(Items listed in a dataset)
________________________________________

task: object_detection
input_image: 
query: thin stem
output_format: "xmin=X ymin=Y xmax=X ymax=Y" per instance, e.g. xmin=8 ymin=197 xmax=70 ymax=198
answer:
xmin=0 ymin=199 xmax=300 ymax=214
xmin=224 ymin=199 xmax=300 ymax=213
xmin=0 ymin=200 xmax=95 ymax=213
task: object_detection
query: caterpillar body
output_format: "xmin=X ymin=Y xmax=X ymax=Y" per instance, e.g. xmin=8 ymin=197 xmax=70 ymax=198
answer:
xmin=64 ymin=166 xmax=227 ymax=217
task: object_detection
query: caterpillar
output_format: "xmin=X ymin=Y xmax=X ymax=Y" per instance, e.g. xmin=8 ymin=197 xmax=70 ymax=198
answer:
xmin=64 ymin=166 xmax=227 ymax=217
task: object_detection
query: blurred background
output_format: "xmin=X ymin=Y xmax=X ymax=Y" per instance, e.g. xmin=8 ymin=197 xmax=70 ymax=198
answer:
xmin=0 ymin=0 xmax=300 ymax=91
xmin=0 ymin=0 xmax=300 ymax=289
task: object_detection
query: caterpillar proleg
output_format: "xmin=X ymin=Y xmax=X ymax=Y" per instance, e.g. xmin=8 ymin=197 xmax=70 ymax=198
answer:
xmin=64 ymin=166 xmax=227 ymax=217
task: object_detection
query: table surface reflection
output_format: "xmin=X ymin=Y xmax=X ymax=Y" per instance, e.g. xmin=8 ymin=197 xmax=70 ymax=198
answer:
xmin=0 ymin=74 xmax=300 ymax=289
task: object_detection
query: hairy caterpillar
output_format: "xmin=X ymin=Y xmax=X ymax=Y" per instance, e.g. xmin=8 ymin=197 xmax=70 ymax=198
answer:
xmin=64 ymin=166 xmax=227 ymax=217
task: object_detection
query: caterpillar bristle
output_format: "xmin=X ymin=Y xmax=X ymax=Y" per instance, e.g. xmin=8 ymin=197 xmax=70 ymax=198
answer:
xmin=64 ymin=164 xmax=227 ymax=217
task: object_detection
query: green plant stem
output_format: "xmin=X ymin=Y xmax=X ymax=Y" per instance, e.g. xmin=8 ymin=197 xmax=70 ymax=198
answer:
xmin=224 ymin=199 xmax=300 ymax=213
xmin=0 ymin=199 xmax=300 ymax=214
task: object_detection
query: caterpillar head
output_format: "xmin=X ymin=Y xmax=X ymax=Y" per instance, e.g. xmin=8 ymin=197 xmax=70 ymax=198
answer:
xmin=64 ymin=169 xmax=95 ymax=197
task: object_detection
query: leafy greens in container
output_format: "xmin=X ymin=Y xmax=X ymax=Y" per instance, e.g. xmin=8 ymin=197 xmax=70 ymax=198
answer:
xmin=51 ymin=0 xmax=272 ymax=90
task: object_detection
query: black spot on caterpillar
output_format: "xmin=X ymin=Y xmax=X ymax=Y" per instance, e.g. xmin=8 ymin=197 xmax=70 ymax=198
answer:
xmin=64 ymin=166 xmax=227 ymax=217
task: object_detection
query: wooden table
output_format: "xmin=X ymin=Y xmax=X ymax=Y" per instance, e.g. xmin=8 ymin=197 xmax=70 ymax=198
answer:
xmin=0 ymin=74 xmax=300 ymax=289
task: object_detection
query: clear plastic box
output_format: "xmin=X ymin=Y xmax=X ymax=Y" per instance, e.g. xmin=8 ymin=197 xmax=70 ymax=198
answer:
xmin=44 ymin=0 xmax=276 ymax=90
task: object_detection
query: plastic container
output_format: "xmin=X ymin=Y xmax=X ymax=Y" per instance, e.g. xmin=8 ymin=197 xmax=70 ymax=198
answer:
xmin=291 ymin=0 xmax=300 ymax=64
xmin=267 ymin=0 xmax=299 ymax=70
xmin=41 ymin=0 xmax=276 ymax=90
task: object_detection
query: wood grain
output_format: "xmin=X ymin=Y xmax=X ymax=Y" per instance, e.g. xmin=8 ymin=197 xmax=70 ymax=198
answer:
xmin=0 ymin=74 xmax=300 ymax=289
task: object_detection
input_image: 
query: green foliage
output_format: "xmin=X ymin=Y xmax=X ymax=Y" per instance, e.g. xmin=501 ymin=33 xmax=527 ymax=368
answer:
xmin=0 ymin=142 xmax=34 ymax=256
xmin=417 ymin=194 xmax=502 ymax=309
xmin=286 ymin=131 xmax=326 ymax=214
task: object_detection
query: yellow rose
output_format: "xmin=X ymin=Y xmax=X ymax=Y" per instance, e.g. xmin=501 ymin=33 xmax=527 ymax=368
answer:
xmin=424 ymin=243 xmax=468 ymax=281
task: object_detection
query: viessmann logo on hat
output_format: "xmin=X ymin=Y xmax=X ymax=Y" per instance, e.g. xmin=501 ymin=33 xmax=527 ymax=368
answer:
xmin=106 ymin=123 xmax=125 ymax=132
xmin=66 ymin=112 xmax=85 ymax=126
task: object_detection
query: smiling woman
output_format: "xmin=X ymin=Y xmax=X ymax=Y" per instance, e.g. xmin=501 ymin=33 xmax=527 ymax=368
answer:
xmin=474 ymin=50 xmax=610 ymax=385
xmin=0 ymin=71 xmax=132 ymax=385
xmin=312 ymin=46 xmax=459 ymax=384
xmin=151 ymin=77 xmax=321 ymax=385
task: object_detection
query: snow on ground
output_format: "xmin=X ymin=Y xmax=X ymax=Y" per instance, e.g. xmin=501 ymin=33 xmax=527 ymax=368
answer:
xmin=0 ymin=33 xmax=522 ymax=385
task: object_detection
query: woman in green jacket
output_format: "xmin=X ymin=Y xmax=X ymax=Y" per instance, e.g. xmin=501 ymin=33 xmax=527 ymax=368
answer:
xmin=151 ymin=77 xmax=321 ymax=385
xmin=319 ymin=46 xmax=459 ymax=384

________________________________________

◆ Work to complete ◆
Output the entries word for word, beginning at the very first line and stopping after the line that contains "xmin=64 ymin=164 xmax=227 ymax=217".

◆ Response to the task ◆
task: object_detection
input_image: 
query: thin stem
output_format: "xmin=X ymin=Y xmax=X ymax=Y" per instance, e.g. xmin=8 ymin=197 xmax=70 ymax=198
answer:
xmin=0 ymin=199 xmax=300 ymax=214
xmin=224 ymin=199 xmax=300 ymax=213
xmin=0 ymin=200 xmax=95 ymax=213
task: object_detection
query: caterpillar body
output_format: "xmin=X ymin=Y xmax=X ymax=Y" per instance, e.g. xmin=8 ymin=197 xmax=70 ymax=198
answer:
xmin=64 ymin=166 xmax=227 ymax=217
task: object_detection
query: caterpillar
output_format: "xmin=X ymin=Y xmax=X ymax=Y" per instance, e.g. xmin=8 ymin=197 xmax=70 ymax=198
answer:
xmin=64 ymin=166 xmax=227 ymax=217
task: object_detection
query: blurred background
output_format: "xmin=X ymin=Y xmax=X ymax=Y" per instance, e.g. xmin=8 ymin=197 xmax=70 ymax=198
answer:
xmin=0 ymin=0 xmax=300 ymax=91
xmin=0 ymin=0 xmax=300 ymax=289
task: object_detection
query: caterpillar proleg
output_format: "xmin=X ymin=Y xmax=X ymax=Y" per instance, e.g. xmin=8 ymin=197 xmax=70 ymax=198
answer:
xmin=64 ymin=166 xmax=227 ymax=217
task: object_detection
query: table surface reflection
output_format: "xmin=X ymin=Y xmax=X ymax=Y" per instance, e.g. xmin=8 ymin=197 xmax=70 ymax=198
answer:
xmin=0 ymin=74 xmax=300 ymax=289
task: object_detection
query: hairy caterpillar
output_format: "xmin=X ymin=Y xmax=X ymax=Y" per instance, e.g. xmin=8 ymin=197 xmax=70 ymax=198
answer:
xmin=64 ymin=166 xmax=227 ymax=217
task: object_detection
query: caterpillar bristle
output_format: "xmin=X ymin=Y xmax=X ymax=Y" per instance, e.g. xmin=8 ymin=197 xmax=70 ymax=198
answer:
xmin=64 ymin=164 xmax=227 ymax=217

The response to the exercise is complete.